— Begin Given data —

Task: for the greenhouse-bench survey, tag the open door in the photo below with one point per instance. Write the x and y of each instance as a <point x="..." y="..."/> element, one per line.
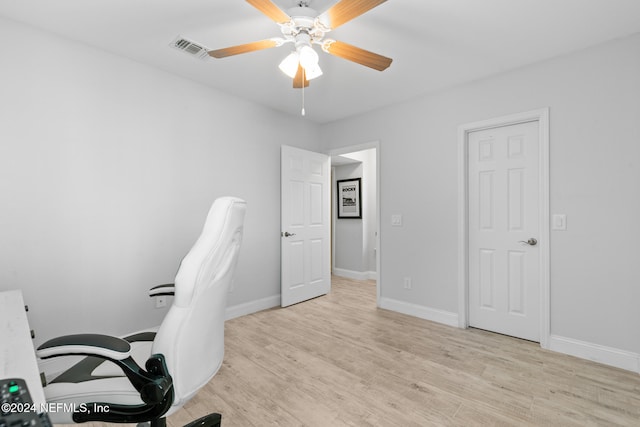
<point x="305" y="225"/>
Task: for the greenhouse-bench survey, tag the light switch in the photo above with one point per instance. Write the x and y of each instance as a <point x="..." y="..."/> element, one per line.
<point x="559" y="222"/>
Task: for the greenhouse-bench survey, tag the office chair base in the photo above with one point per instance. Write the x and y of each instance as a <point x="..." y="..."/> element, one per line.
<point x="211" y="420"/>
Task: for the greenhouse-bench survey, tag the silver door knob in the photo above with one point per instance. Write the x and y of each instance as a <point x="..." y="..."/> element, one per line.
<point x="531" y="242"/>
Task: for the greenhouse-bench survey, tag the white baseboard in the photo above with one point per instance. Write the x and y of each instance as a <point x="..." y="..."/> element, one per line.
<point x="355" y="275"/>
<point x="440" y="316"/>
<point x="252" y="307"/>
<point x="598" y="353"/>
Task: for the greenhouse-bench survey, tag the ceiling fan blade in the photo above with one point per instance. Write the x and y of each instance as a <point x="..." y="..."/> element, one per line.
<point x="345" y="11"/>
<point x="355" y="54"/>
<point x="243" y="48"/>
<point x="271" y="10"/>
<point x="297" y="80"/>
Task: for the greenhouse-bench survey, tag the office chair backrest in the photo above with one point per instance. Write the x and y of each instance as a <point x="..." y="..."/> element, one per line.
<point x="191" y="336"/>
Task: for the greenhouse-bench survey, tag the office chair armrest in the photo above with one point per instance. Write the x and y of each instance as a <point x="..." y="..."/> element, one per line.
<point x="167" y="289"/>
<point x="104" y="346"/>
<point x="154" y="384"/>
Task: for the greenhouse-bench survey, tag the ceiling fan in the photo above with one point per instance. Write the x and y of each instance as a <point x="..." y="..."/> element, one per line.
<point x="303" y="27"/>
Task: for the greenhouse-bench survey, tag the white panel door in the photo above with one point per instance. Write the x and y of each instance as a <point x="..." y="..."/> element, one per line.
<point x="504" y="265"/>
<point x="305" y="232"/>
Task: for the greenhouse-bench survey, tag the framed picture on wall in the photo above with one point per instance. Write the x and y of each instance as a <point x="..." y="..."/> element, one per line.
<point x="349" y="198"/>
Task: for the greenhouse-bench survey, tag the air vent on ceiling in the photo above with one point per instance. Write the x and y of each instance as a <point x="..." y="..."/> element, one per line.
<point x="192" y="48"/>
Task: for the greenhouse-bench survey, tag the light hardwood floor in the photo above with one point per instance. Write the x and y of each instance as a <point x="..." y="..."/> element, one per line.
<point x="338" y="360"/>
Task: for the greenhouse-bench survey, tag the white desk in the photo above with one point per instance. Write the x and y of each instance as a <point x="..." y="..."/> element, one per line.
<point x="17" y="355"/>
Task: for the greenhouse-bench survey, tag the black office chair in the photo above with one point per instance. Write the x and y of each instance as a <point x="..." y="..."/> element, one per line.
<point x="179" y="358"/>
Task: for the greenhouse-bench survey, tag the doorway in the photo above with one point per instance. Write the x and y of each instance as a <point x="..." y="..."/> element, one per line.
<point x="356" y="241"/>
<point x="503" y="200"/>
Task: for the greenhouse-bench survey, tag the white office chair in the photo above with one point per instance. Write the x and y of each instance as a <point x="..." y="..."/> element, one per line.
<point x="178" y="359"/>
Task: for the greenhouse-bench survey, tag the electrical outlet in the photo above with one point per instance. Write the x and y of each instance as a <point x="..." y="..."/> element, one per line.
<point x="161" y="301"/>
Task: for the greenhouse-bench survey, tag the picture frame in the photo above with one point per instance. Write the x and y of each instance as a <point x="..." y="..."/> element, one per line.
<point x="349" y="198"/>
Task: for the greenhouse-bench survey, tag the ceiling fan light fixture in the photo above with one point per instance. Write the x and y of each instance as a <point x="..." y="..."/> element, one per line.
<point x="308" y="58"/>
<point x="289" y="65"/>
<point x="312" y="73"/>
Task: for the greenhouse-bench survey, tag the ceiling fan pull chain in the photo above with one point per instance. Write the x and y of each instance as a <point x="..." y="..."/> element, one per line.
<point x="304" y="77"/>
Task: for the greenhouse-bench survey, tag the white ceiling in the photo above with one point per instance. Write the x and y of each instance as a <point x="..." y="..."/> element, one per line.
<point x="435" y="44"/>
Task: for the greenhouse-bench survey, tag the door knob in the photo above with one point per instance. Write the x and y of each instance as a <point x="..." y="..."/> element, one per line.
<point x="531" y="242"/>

— End Given data —

To do
Your task is to repeat the data above exactly while excluding the pictures.

Result
Task: for the greenhouse-bench survey, tag the open door in the photo below with one point per instance. Write the x and y of each instance as a <point x="..." y="..."/> element, one per line.
<point x="305" y="225"/>
Task: for the greenhouse-bench survey, tag the light switch in the photo above with one point per instance. Write the x and y of each instance as a <point x="..." y="..."/> element, one per line.
<point x="559" y="222"/>
Task: for the greenhouse-bench survey, tag the office chair base in the photo above with one point per instance. Write the x and y of each instance as a <point x="..." y="..."/> element, one per line.
<point x="211" y="420"/>
Task: for the greenhouse-bench survey, tag the silver door knob in the photo above with one point per instance. Write the x and y of each instance as a <point x="..." y="..."/> element, one per line.
<point x="531" y="242"/>
Task: for the greenhouse-bench survey, tag the white baseboard in the photo above with one point per instance. Write the x and y of each instance as a <point x="..." y="..."/> element, one per line.
<point x="355" y="275"/>
<point x="440" y="316"/>
<point x="252" y="307"/>
<point x="598" y="353"/>
Task: for the greenhouse-bench survey, tag the ceiling fan blade in the photo above with one point per instance. Write the x and y of each instance as a <point x="..." y="..."/> element, one per line.
<point x="345" y="11"/>
<point x="355" y="54"/>
<point x="243" y="48"/>
<point x="271" y="10"/>
<point x="297" y="80"/>
Task: for the greenhouse-bench survey, tag the office chair backrest in the photo above with one point per instance. Write the x and y of each instance as a <point x="..." y="..."/> element, one per line.
<point x="191" y="336"/>
Task: for the greenhouse-bench survey, tag the office chair armrest in the photo above with one point per instance. Write the x and y of each instance as a <point x="..." y="..."/> element, one per line.
<point x="167" y="289"/>
<point x="104" y="346"/>
<point x="154" y="384"/>
Task: for the greenhouse-bench survey, tag the ceiling fan in the photo above with one point per instance. Write the x and y of each instance as a <point x="..." y="..."/> element, one per line.
<point x="303" y="27"/>
Task: for the greenhouse-bench survey, tag the white panel door in the photo above with one point per instance. Write the x and y of each instance as a <point x="..." y="..."/> element, one per line.
<point x="504" y="265"/>
<point x="305" y="232"/>
Task: for the greenhouse-bench survey, tag the framed picture on wall in the photo above with one point per instance. Write the x and y of each instance as a <point x="..." y="..."/> element, one per line.
<point x="349" y="198"/>
Task: for the greenhouse-bench survey, tag the air vent on ceiling in the photo above with one point per instance. Write the x and y of each instance as a <point x="..." y="..."/> element, one per line.
<point x="192" y="48"/>
Task: for the greenhouse-bench survey, tag the light hardwood floor in the photo above with one point per instance. Write the x and y of each instance as a <point x="..." y="..."/> element, one per line.
<point x="338" y="360"/>
Task: for the greenhouse-bench survey, tag the white desk in the photo above with one point per instance. Write the x and y of each instance as a <point x="..." y="..."/> element, one per line.
<point x="17" y="355"/>
Task: for the greenhouse-bench survey, tag the black office chair in the photo above with one point per instance. Write the x and y of each instance as a <point x="..." y="..."/> element, one per line.
<point x="179" y="358"/>
Task: for the greenhouse-bench survey, tag the doorway in the photo above with one point per instance. Write the x and y of each instance as a <point x="..." y="..."/> element, one per line.
<point x="356" y="241"/>
<point x="503" y="200"/>
Task: for the greenhouse-bench survey, tag the white office chair in the photo above with one point per instance. Write the x and y of each instance as a <point x="..." y="..."/> element, one per line.
<point x="178" y="359"/>
Task: for the greenhouse-bench survey, tag the electrical outlet in the photo above with one point per instance. Write the x and y of each instance as a <point x="..." y="..."/> element, one per line.
<point x="161" y="301"/>
Task: for the greenhouse-bench survey, tag the picture frame in the photo above with one point per instance. Write the x and y of each instance as a <point x="..." y="..."/> element, one per line.
<point x="349" y="198"/>
Task: for the greenhouse-bench survey, tag the ceiling fan light fixture in the photo above with one point per instance. Write the x and y of each instance as a <point x="..." y="..."/> element, one per line.
<point x="308" y="58"/>
<point x="289" y="65"/>
<point x="312" y="73"/>
Task: for the greenhouse-bench survey, tag the ceiling fan pull chain in the photo above with one point per instance. Write the x and y of each instance as a <point x="..." y="..."/> element, one per line.
<point x="304" y="77"/>
Task: for the greenhouse-bench survey, tag the white ceiling in the photo above with one point per instance. Write the x and y of each instance as a <point x="..." y="..."/> element, one per line.
<point x="435" y="44"/>
Task: for the greenhouse-bench survey, tag the door knob in the photo above with one point per instance. Write the x and y of each instance as a <point x="..." y="..."/> element, one per line.
<point x="531" y="242"/>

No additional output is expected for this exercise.